======== Data provided

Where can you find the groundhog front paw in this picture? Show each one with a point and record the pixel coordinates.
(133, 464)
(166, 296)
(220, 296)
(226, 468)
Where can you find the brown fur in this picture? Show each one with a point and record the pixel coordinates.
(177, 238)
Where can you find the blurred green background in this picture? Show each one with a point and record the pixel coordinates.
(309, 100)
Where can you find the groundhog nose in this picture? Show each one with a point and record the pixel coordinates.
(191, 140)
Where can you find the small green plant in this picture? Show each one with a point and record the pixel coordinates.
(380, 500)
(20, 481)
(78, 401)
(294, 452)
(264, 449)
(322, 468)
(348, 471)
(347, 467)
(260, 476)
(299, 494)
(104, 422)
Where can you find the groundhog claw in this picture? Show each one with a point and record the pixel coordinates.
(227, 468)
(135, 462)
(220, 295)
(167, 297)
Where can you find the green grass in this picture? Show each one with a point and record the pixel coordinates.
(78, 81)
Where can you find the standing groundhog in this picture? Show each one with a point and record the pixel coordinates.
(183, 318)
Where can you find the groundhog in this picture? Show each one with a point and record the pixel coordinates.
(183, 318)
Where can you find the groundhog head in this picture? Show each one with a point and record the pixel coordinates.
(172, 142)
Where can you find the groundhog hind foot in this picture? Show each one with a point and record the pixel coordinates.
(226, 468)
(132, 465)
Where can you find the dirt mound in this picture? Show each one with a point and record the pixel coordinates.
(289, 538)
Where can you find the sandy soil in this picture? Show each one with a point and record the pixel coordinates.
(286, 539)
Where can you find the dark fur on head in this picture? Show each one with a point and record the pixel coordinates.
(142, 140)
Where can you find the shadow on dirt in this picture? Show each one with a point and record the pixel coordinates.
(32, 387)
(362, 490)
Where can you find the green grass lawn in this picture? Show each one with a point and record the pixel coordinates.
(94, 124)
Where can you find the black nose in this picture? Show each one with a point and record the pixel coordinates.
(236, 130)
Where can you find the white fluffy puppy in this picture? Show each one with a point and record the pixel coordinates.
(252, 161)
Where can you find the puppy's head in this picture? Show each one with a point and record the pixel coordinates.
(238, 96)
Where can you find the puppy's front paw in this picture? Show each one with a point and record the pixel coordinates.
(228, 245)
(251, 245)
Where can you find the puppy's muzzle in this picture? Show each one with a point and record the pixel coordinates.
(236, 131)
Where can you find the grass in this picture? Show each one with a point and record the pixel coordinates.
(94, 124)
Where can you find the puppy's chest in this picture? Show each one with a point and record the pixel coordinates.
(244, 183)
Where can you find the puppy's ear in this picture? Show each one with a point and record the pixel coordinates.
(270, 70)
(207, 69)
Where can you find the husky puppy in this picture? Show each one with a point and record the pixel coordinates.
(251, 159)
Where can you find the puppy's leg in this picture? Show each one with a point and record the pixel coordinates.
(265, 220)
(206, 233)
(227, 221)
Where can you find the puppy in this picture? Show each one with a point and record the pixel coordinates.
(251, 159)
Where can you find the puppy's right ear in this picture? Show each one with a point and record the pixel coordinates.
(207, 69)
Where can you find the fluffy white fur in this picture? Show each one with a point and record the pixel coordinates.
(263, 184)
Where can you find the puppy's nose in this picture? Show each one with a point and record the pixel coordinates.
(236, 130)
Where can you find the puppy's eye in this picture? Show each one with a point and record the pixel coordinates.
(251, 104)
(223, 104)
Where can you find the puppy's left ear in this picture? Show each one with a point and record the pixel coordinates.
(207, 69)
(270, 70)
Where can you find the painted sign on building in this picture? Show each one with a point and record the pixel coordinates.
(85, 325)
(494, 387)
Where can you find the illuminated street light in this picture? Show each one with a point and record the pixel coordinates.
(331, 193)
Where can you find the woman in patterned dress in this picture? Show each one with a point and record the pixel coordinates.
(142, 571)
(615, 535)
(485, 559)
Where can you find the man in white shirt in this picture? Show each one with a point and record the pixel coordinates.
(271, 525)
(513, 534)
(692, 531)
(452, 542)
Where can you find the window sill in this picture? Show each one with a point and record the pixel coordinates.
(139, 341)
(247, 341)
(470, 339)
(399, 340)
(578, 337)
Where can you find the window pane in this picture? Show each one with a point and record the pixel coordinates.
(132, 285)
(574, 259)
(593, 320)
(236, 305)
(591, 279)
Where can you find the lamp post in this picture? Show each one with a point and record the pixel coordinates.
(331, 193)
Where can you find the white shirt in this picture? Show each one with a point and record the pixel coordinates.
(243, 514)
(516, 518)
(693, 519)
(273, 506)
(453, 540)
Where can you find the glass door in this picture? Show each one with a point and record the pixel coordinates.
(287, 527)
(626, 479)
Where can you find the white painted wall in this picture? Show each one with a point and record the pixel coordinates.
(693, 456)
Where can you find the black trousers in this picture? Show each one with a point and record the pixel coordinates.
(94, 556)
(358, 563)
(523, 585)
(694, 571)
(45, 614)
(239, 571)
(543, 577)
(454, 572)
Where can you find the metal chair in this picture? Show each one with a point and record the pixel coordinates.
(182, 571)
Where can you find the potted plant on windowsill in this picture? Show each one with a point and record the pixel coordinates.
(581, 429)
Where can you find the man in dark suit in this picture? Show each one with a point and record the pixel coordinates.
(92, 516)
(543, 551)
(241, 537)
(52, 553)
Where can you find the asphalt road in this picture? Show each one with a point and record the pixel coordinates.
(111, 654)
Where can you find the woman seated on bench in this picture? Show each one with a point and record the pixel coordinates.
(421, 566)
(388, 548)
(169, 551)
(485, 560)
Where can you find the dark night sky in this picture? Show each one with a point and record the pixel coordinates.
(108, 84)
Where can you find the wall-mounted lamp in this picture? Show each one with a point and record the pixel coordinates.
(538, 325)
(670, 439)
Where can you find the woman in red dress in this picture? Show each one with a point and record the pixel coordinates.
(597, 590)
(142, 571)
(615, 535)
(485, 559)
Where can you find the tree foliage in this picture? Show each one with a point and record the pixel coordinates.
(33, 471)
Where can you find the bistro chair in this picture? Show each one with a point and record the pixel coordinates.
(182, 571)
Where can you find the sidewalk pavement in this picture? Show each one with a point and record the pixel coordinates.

================

__Given request__.
Return all the data exactly as given.

__Result of the task__.
Where can you find the groundhog front paw in this picture? Show each one with a point and record the pixel coordinates.
(133, 464)
(166, 296)
(220, 296)
(226, 468)
Where can you find the brown fur in this picture? Show each one with a point and record the pixel coordinates.
(177, 238)
Where can you find the blurred green background in this picture? Show each one with a point and record the pixel coordinates.
(309, 100)
Where can you find the groundhog nose in this picture? Show each one with a point and record the pixel coordinates.
(191, 140)
Where can you find the small green plant in this picture? Show each one with a point and record the pixel coordinates.
(380, 500)
(20, 481)
(78, 401)
(294, 452)
(264, 449)
(322, 468)
(348, 471)
(347, 467)
(260, 476)
(299, 494)
(104, 422)
Where can you find the groundhog claw in this picture? Show each one with a point and record the pixel coordinates.
(227, 468)
(135, 462)
(220, 295)
(167, 297)
Where can you find the green grass in this picture? Show each one with a point and record the pixel coordinates.
(78, 81)
Where can you find the standing groundhog in this picture? Show each one with a point and record the pixel coordinates.
(183, 318)
Where can you find the groundhog in this picture? Show each one with a point and record the pixel coordinates.
(183, 318)
Where can you find the groundhog head in this picture? Show each one with a point and record the pixel coordinates.
(172, 142)
Where can you find the groundhog hind foot in this picture? Show each one with a point and record the pixel coordinates.
(226, 468)
(132, 465)
Where can you find the dirt mound in this picture? Show each one with a point and record the pixel coordinates.
(289, 538)
Where can you find the sandy soil in this picture? Show each one with a point and record the pixel coordinates.
(286, 539)
Where can you find the dark fur on head in this picture? Show each one with a point and record the pixel coordinates.
(142, 140)
Where can you find the shadow on dirt in this picture? Show each one with a point and record the pixel coordinates.
(32, 387)
(362, 490)
Where can you find the green grass lawn in this picture? Show each one with a point and record the pixel coordinates.
(94, 124)
Where can you find the black nose in this picture? Show each one with a point and record the pixel coordinates.
(236, 130)
Where can you find the white fluffy puppy in this picture? Show each one with a point and record the pixel coordinates.
(252, 161)
Where can you find the puppy's head in this picture? Show each one with a point and record the pixel coordinates.
(238, 96)
Where can you find the puppy's front paw in this picture? Show each one with a point and record the pixel coordinates.
(228, 245)
(251, 245)
Where can you find the puppy's muzzle in this picture? Show each one with a point and record the pixel coordinates.
(236, 131)
Where can you find the grass in this picture? Show each one with a point and record the pixel coordinates.
(94, 124)
Where can you find the puppy's chest in this picture? Show each one with a point and record the pixel coordinates.
(244, 183)
Where can you find the puppy's ear in this picture? Show each one with a point and record the pixel coordinates.
(270, 70)
(207, 69)
Where can you find the husky puppy in this picture? Show each one with a point and record the pixel coordinates.
(251, 159)
Where can you find the puppy's leg in this picture? Show each one with a point and record the pixel coordinates.
(265, 220)
(206, 233)
(227, 221)
Where can you find the puppy in this picture? Show each one with a point and record the pixel coordinates.
(251, 159)
Where can you find the puppy's right ear in this picture? Show each one with a point and record the pixel coordinates.
(207, 69)
Where can you find the fluffy white fur in this picture? Show each one with a point and record the pixel coordinates.
(263, 184)
Where can you find the puppy's nose in this picture? Show each one with a point and record the pixel coordinates.
(236, 130)
Where can you find the puppy's eye in this picture? Show each one with a point and record the pixel coordinates.
(251, 104)
(223, 104)
Where can you find the puppy's left ear in this picture? Show each one with a point and record the pixel coordinates.
(207, 69)
(270, 70)
Where can you find the painted sign on building in this picture? Show each one with a point and record the pixel coordinates.
(85, 325)
(494, 387)
Where can you find the illuminated street light in this picture? Show each one with a point and record the pixel coordinates.
(331, 193)
Where can you find the woman in patterned dress in this picture? Show each one with a point and record the pixel coordinates.
(142, 571)
(615, 535)
(485, 559)
Where can you find the man in white shirt in this picture? Show each one with a point and record the pixel coordinates.
(271, 525)
(513, 534)
(692, 531)
(452, 542)
Where can you find the window sill in this picture? Show each one with a point and record the pixel coordinates.
(139, 341)
(247, 341)
(470, 339)
(399, 340)
(578, 337)
Where can you find the window pane in this picture? Show each one with a point and record the pixel coordinates.
(132, 285)
(574, 259)
(593, 320)
(236, 305)
(591, 279)
Where can you find the lamp post in this picture? Show each one with a point and record the pixel coordinates.
(331, 193)
Where can you find the white shirt in this picture? Show each one with a point and record the pixel coordinates.
(243, 514)
(516, 518)
(693, 519)
(273, 506)
(453, 540)
Where can you find the glass door in this picture? Show each one with a point and record the pixel coordinates.
(287, 527)
(626, 479)
Where can you find the white painted wall in this picture? Show each one with a point and record the pixel coordinates.
(693, 456)
Where can you find the black trousers in this picture? Show each one with a point and record the pixel coordinates.
(94, 556)
(358, 563)
(523, 585)
(694, 571)
(45, 614)
(239, 571)
(543, 577)
(454, 572)
Where can you find the metal chair in this picture? Show each one with a point and record the pixel coordinates.
(182, 571)
Where can you find the potted plant on windowsill in this picture? Show each one with a point and record the pixel coordinates.
(581, 429)
Where can you find the man in dark suit in this picture? Show each one with a point and record the pixel coordinates.
(92, 516)
(543, 551)
(241, 537)
(52, 553)
Where can you find the asphalt road in this picture? Show each one with a point and record the pixel coordinates.
(111, 654)
Where can you find the woman seated on bench in this picture? Show each one with a point and record the pixel coordinates.
(421, 566)
(388, 548)
(169, 551)
(485, 560)
Where can you find the dark night sky in this picture? Show each one with a point and record the pixel coordinates.
(108, 84)
Where can you find the wall-mounted lamp in this picture? Show each one with a point and record the pixel coordinates.
(538, 325)
(670, 439)
Where can you find the woman in red dress in this picture? Show each one with a point and record the pixel coordinates.
(597, 590)
(142, 571)
(615, 535)
(485, 559)
Where can you find the tree foliage in this picture? Show each one with a point and record the pixel coordinates.
(33, 471)
Where can you find the bistro chair in this picture? Show each one with a point and record the pixel coordinates.
(182, 571)
Where can you find the sidewalk pavement in this picture? Show each one with a point and record the pixel coordinates.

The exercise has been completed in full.